Repeat the entries exactly, and do not carry the pictures over.

START Records for processing

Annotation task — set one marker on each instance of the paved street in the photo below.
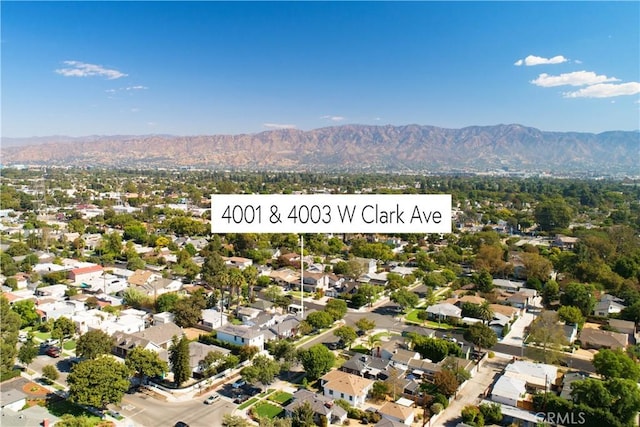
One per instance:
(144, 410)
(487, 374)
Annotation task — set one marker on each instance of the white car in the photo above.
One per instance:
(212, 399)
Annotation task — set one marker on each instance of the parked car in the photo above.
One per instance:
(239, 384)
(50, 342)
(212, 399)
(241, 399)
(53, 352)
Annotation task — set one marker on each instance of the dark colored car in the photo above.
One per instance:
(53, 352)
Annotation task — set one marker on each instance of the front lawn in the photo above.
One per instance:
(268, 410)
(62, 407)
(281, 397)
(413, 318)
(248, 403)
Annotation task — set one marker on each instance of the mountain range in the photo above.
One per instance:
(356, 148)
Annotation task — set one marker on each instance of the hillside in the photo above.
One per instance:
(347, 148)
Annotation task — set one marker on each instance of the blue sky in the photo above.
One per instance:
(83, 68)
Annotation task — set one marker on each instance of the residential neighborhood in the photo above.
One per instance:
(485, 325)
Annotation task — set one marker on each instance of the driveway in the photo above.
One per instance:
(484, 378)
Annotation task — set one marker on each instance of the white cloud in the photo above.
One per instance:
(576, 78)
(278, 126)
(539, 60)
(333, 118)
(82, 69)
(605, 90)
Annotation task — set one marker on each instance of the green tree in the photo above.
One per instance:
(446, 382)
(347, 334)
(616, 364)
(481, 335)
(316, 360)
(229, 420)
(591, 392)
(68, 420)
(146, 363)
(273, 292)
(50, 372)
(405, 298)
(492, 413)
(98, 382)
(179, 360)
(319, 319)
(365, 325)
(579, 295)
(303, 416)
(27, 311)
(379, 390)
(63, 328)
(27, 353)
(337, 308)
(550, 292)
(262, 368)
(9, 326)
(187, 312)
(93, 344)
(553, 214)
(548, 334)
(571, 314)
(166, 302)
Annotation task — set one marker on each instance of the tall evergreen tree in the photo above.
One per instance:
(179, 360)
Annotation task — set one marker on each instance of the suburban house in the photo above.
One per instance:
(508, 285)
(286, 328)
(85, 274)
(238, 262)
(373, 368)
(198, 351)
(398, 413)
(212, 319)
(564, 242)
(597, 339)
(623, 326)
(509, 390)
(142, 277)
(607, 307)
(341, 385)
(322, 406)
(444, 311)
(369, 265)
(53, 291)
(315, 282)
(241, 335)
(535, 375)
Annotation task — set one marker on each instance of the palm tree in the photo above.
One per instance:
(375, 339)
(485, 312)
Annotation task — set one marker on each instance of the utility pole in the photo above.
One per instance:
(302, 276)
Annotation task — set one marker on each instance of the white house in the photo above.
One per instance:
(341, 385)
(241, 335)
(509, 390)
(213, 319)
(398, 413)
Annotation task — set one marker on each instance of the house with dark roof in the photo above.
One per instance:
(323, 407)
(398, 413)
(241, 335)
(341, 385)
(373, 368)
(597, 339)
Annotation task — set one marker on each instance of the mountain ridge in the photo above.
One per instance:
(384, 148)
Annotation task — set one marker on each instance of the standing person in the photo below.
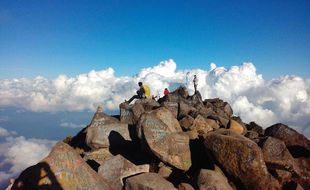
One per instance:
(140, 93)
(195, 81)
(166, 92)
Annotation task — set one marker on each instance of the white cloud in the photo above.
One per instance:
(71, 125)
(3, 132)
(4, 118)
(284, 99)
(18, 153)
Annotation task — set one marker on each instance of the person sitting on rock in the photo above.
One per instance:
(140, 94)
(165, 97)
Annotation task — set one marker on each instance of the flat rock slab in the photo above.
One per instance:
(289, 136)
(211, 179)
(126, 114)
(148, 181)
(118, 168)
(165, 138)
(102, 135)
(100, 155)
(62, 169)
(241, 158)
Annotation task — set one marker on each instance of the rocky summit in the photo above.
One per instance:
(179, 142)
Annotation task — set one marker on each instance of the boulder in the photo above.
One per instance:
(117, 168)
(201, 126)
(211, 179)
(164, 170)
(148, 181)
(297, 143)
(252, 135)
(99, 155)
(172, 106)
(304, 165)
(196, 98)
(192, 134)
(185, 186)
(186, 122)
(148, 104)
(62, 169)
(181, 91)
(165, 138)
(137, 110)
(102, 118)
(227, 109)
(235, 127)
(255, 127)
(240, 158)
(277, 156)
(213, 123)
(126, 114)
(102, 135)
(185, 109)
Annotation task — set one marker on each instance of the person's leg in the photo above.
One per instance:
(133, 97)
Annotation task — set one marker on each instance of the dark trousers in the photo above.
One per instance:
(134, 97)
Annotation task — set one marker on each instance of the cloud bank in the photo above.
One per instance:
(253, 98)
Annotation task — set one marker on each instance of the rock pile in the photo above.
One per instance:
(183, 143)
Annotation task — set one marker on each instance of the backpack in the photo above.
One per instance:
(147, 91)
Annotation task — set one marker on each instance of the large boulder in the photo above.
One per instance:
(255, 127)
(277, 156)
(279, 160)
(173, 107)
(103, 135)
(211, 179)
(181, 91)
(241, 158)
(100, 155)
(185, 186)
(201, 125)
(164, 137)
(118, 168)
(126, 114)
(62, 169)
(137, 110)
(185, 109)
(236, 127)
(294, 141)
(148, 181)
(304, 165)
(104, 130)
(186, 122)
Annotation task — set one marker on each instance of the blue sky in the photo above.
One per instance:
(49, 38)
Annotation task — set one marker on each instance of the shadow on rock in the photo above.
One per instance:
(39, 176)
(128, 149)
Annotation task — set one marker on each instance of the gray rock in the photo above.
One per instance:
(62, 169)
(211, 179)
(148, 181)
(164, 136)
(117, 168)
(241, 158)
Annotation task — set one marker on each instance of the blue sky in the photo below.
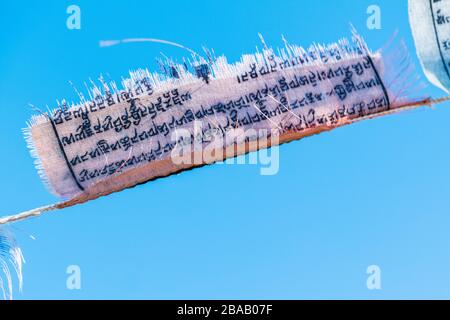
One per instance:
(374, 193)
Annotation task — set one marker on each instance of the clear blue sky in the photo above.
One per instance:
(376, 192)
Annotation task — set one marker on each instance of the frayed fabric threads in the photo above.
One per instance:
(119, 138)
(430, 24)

END Records for processing

* **Answer box**
Annotation task — set one marker on each instance of the paved street in the photo below.
One per instance:
(144, 410)
(487, 374)
Annotation task — set one marker on each instance of the white car in the photo above.
One per instance:
(212, 399)
Annotation task — set one marker on each instance of the parked car in the photo above.
One per instance:
(239, 384)
(50, 342)
(212, 399)
(241, 399)
(53, 352)
Annotation task — set one marker on each instance of the dark colored car in the photo above.
One per instance:
(53, 352)
Annotation task — set one marker on each instance of the front lawn in the photo above.
One per instance:
(268, 410)
(62, 407)
(281, 397)
(413, 318)
(248, 403)
Annotation task — set one marker on each instance of the mountain range in the photo above.
One per instance:
(356, 148)
Annotation task — set one marker on each instance of the hillside in the photo above.
One per instance:
(347, 148)
Annotation task — set one marker on each instance of the blue sky in the photo above.
One per instance:
(83, 68)
Annotation task — set one marker on each instance of the residential neighborhood in the photo above.
One per instance:
(485, 325)
Annotation task — set one marker on each instance of the driveway in the photo above.
One per instance:
(484, 378)
Annotation task — set one marker on each instance of the white cloud in the photo above.
One per instance:
(576, 78)
(278, 126)
(539, 60)
(333, 118)
(82, 69)
(605, 90)
Annotation task — set one marker on each instance of the green tree in the photo above.
One per instance:
(446, 382)
(347, 334)
(616, 364)
(481, 335)
(316, 360)
(229, 420)
(591, 392)
(68, 420)
(146, 363)
(273, 292)
(50, 372)
(405, 298)
(492, 413)
(98, 382)
(179, 360)
(319, 319)
(365, 325)
(579, 295)
(303, 416)
(27, 311)
(379, 390)
(63, 328)
(27, 353)
(337, 308)
(550, 292)
(262, 368)
(9, 326)
(187, 312)
(93, 344)
(553, 214)
(548, 334)
(571, 314)
(166, 302)
Annotation task — set one marker on each instance of the tall evergreen tree in the photo above.
One per instance:
(179, 360)
Annotation task — set one marker on each instance of the suburban house in the photo above.
One per instance:
(508, 285)
(286, 328)
(85, 274)
(238, 262)
(373, 368)
(198, 351)
(398, 413)
(212, 319)
(564, 242)
(597, 339)
(623, 326)
(509, 390)
(142, 277)
(607, 307)
(341, 385)
(322, 406)
(444, 311)
(369, 265)
(53, 291)
(315, 282)
(241, 335)
(535, 375)
Annotation task — set one marker on each instance of the palm tree in the photo above.
One per instance:
(375, 339)
(485, 312)
Annotation task — set one marker on each instance of the utility pole in the photo above.
One per instance:
(302, 276)
Annotation task — set one marker on each instance of the white house in the photo above.
One per instance:
(341, 385)
(241, 335)
(509, 390)
(213, 319)
(398, 413)
Annotation task — set one marker on each instance of the house with dark roof in the photo above.
One per instance:
(323, 407)
(398, 413)
(241, 335)
(341, 385)
(373, 368)
(597, 339)
Annotation task — set one marker on each instance of the mountain ridge in the photo above.
One per instance:
(384, 148)
Annotation task — set one marker on each instance of the standing person in the photo below.
One per instance:
(140, 93)
(195, 81)
(166, 92)
Annotation task — set one marker on each instance of the white cloud in the photo above.
One per instance:
(71, 125)
(3, 132)
(4, 118)
(284, 99)
(18, 153)
Annotation task — set one marker on each instance of the person sitting on rock in the photo above.
One per instance:
(140, 94)
(165, 97)
Annotation task — set one marker on each instance of the flat rock slab in the photo above.
One per instance:
(289, 136)
(211, 179)
(126, 114)
(148, 181)
(118, 168)
(165, 138)
(102, 135)
(100, 155)
(62, 169)
(241, 158)
Annotation task — set one marker on each instance of the rocky summit in the photo above.
One per instance:
(179, 142)
Annotation task — set one marker on each instance of the boulder in the photo above.
One per instance:
(117, 168)
(201, 126)
(211, 179)
(164, 170)
(148, 181)
(297, 143)
(252, 135)
(99, 155)
(172, 106)
(304, 165)
(196, 98)
(192, 134)
(185, 186)
(186, 122)
(148, 104)
(62, 169)
(181, 91)
(165, 138)
(137, 110)
(102, 118)
(227, 109)
(235, 127)
(255, 127)
(240, 158)
(277, 156)
(213, 123)
(126, 114)
(102, 135)
(185, 109)
Annotation task — set one marker on each instance of the person's leg in the photo above.
One per instance:
(133, 97)
Annotation task — set one marker on each instance of the dark trousers in the photo above.
One per instance:
(134, 97)
Annotation task — set one marker on each instance of the cloud bank in the photo above.
One per instance:
(253, 98)
Annotation task — set one marker on each instance of the rock pile in the photo above.
One per instance:
(183, 143)
Annotation task — set one marker on each instance of the backpack in the photo above.
One per instance:
(147, 91)
Annotation task — set one marker on each instance of the large boulder in the photo above.
One per instance:
(255, 127)
(277, 156)
(279, 160)
(173, 107)
(103, 135)
(211, 179)
(181, 91)
(241, 158)
(100, 155)
(185, 186)
(201, 125)
(164, 137)
(118, 168)
(126, 114)
(62, 169)
(137, 110)
(185, 109)
(236, 127)
(294, 141)
(148, 181)
(304, 165)
(104, 130)
(186, 122)
Annotation task — set one marker on each instance of the blue sky in the photo above.
One per instance:
(49, 38)
Annotation task — set one marker on each instance of the shadow on rock in the photo above.
One per instance:
(39, 176)
(128, 149)
Annotation task — set one marker on each instance of the gray rock in the photo above.
One per instance:
(62, 169)
(211, 179)
(148, 181)
(164, 136)
(117, 168)
(241, 158)
Annotation task — set one marker on each instance of the blue sky in the photo below.
One per instance:
(374, 193)
Annotation task — set one marker on each instance of the clear blue sky in the photo above.
One per instance:
(376, 192)
Annotation task — set one marker on each instance of the frayed fabric threads in the photo above.
One per instance:
(119, 138)
(430, 24)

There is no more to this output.